→ Given exercise 1: Duplicate the incubator forum thread from "## Kapidolo Farms" to "in the instructions.".
→ Given exercise 2: Which thermostat values or readings appear in the incubator forum thread? List each one with what the text says about it.
→ Given exercise 3: Supply the next part of the incubator forum thread, starting after its last sentence.

→ Selected text:
──────────

I didn't want to cut that big a hole in the frig. It is also bordered on both side with stuff, and cutting the hole in the door seemed not good. There is little room on the top before the garage door would wack something, so that seemed the best place.


----------



## Kapidolo Farms (Apr 3, 2018)

I'll make a thread called "IncuKit DIY incubator" After I sort out a few more details.

The last installment here is from a question I posed to customer service and their response. It seems like they, as a fairly young company, got some growing pains to get over. Good thing I'm a customer to push that agenda.

My questions:
"In the instructions for setting the thermostat off the factory default of 99.5 there is the passage in the first paragraph (the last sentence) of the To Change Settings instructions " NOTE: you must completely exit from the "Change Settings" mode for the changes to go into effect."

Both myself and a colleague do not see any instruction on how to accomplish "completely exit" the change settings mode. 

The thermostat came with a reading of DC NTC in the first " + " use, not AC NTC as noted in the instructions.

──────────

→ Stored rows:
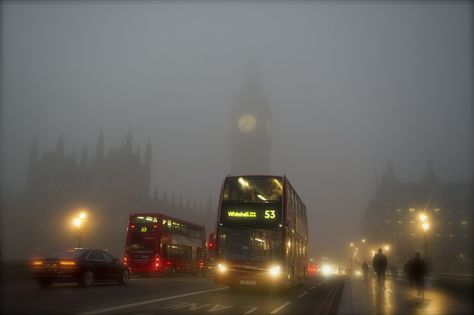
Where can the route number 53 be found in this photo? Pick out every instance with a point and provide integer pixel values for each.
(270, 214)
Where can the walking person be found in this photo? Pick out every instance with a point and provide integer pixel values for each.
(365, 270)
(408, 272)
(394, 272)
(380, 266)
(419, 270)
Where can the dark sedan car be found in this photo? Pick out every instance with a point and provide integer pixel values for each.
(81, 265)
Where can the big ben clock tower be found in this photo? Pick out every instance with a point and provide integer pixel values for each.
(251, 128)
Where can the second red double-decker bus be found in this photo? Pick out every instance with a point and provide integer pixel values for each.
(157, 243)
(262, 232)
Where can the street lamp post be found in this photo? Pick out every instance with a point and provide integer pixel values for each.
(79, 223)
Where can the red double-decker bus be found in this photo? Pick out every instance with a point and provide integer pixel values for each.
(160, 244)
(262, 233)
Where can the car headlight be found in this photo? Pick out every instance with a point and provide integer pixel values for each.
(274, 271)
(221, 268)
(326, 270)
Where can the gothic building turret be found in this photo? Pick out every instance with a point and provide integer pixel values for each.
(251, 128)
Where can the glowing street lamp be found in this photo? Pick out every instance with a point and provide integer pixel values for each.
(79, 222)
(425, 226)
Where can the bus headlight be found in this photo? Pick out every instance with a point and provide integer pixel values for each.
(274, 271)
(221, 268)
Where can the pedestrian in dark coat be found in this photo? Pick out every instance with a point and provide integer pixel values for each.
(419, 270)
(408, 272)
(365, 269)
(379, 264)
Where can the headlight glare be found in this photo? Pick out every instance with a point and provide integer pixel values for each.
(274, 271)
(221, 268)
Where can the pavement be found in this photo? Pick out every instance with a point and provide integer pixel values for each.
(365, 297)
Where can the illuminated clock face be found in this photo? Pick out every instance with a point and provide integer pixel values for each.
(247, 122)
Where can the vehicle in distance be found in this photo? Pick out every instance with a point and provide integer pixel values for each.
(262, 233)
(81, 265)
(158, 244)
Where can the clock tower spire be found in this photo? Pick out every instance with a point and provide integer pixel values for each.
(251, 127)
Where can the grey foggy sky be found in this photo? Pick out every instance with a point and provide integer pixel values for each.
(346, 82)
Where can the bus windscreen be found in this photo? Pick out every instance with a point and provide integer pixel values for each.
(251, 214)
(250, 244)
(253, 189)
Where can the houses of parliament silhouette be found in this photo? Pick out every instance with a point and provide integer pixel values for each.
(115, 183)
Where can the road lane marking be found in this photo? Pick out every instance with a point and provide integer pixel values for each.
(251, 310)
(280, 308)
(114, 308)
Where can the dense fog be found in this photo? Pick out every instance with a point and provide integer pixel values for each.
(350, 86)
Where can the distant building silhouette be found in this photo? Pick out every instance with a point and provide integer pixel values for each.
(392, 217)
(110, 184)
(251, 128)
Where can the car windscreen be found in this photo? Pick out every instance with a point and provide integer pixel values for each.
(253, 189)
(68, 254)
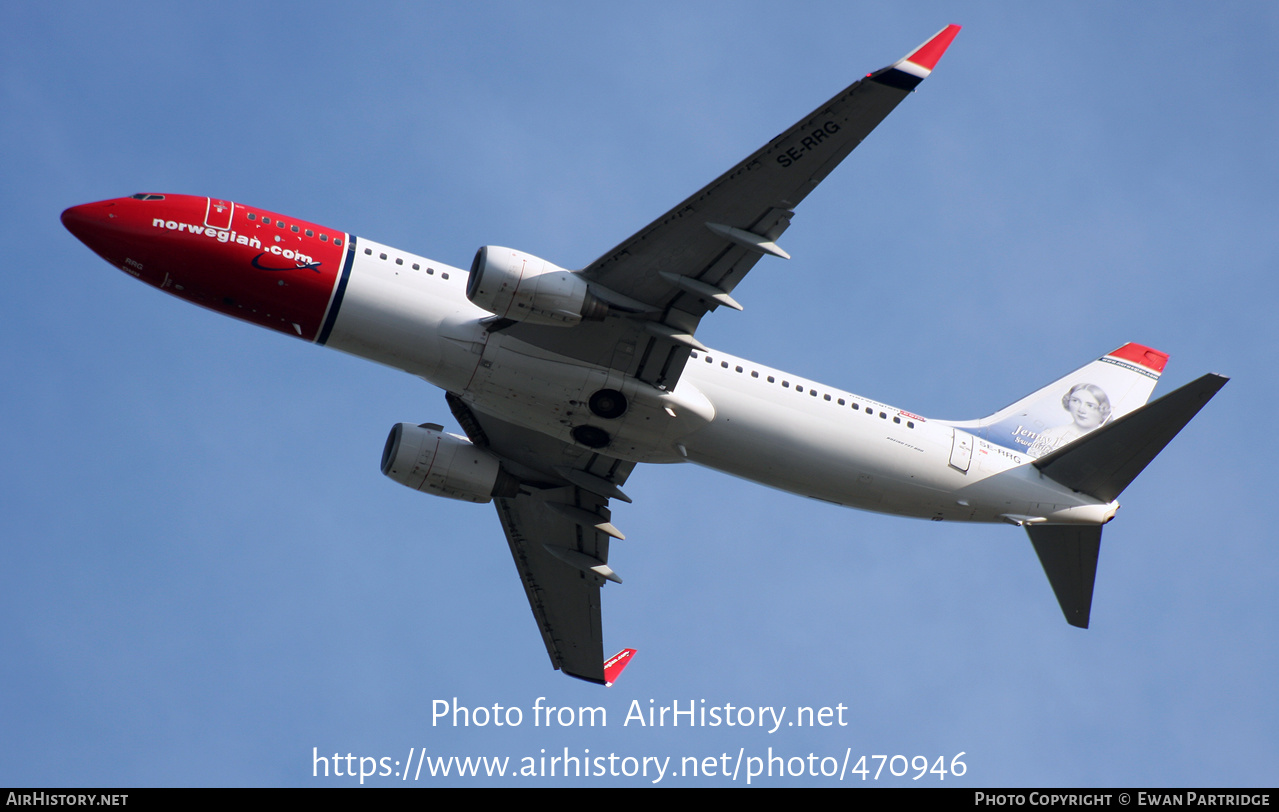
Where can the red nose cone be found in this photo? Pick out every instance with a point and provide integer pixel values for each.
(94, 225)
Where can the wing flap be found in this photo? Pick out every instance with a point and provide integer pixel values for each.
(718, 234)
(559, 531)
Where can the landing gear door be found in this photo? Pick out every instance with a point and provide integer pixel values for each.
(961, 452)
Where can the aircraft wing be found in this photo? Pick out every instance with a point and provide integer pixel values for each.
(688, 261)
(559, 532)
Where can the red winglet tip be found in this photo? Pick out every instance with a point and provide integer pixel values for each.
(614, 665)
(1150, 358)
(927, 54)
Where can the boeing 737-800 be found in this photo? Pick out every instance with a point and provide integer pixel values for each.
(564, 380)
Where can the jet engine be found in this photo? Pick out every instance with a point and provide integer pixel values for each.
(427, 459)
(512, 284)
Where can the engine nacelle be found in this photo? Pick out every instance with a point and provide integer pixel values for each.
(427, 459)
(521, 287)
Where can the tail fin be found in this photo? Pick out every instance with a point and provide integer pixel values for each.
(1105, 463)
(1101, 466)
(1083, 400)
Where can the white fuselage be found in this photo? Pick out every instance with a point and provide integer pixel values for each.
(725, 412)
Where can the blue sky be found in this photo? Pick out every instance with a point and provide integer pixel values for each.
(206, 577)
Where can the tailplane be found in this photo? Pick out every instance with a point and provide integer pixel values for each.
(1103, 464)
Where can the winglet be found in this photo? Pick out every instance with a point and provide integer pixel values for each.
(913, 68)
(926, 55)
(614, 665)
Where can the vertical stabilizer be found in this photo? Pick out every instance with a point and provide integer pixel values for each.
(1072, 407)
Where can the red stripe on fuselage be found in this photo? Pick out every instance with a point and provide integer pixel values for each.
(269, 270)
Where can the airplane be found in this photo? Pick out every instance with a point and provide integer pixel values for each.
(563, 380)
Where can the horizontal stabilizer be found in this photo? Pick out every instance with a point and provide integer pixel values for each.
(1105, 462)
(1069, 556)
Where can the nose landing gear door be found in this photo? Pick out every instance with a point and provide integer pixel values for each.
(961, 452)
(218, 214)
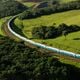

──────────

→ Task answer 1:
## Kapidolo Farms (Apr 3, 2018)

I'll make a thread called "IncuKit DIY incubator" After I sort out a few more details.

The last installment here is from a question I posed to customer service and their response. It seems like they, as a fairly young company, got some growing pains to get over. Good thing I'm a customer to push that agenda.

My questions:
"In the instructions for setting the thermostat off the factory default of 99.5 there is the passage in the first paragraph (the last sentence) of the To Change Settings instructions " NOTE: you must completely exit from the "Change Settings" mode for the changes to go into effect."

Both myself and a colleague do not see any instruction on how to accomplish "completely exit" the change settings mode. 

The thermostat came with a reading of DC NTC in the first " + " use, not AC NTC as noted in the instructions.

→ Task answer 2:
- 99.5: the factory default setting
- DC NTC: the reading the thermostat came with in the first " + " use
- AC NTC: the reading noted in the instructions

→ Task answer 3:
Can I operate a small muffin fan using the egg turner controls?

Will"

Their response:
"Hi ,

To completely exit the settings menu all you need to do is press the minus button and scroll through all of the settings menu options until the screen reads "please wait". You could probably use the turner wiring and controls for a fan but we have never tried this so your results may vary.

Thanks,
Evan
IncubatorWarehouse Customer Service"

I have asked my wife and one colleague to read their instructions. In no way shape or form is Evan's response in the actual instructions. This to me this opens a whole can of worms about what else might be not well sorted out.

What kills me is that my "results may vary" from their what, they didn't try running a muffin fan from the controller/thermostat ?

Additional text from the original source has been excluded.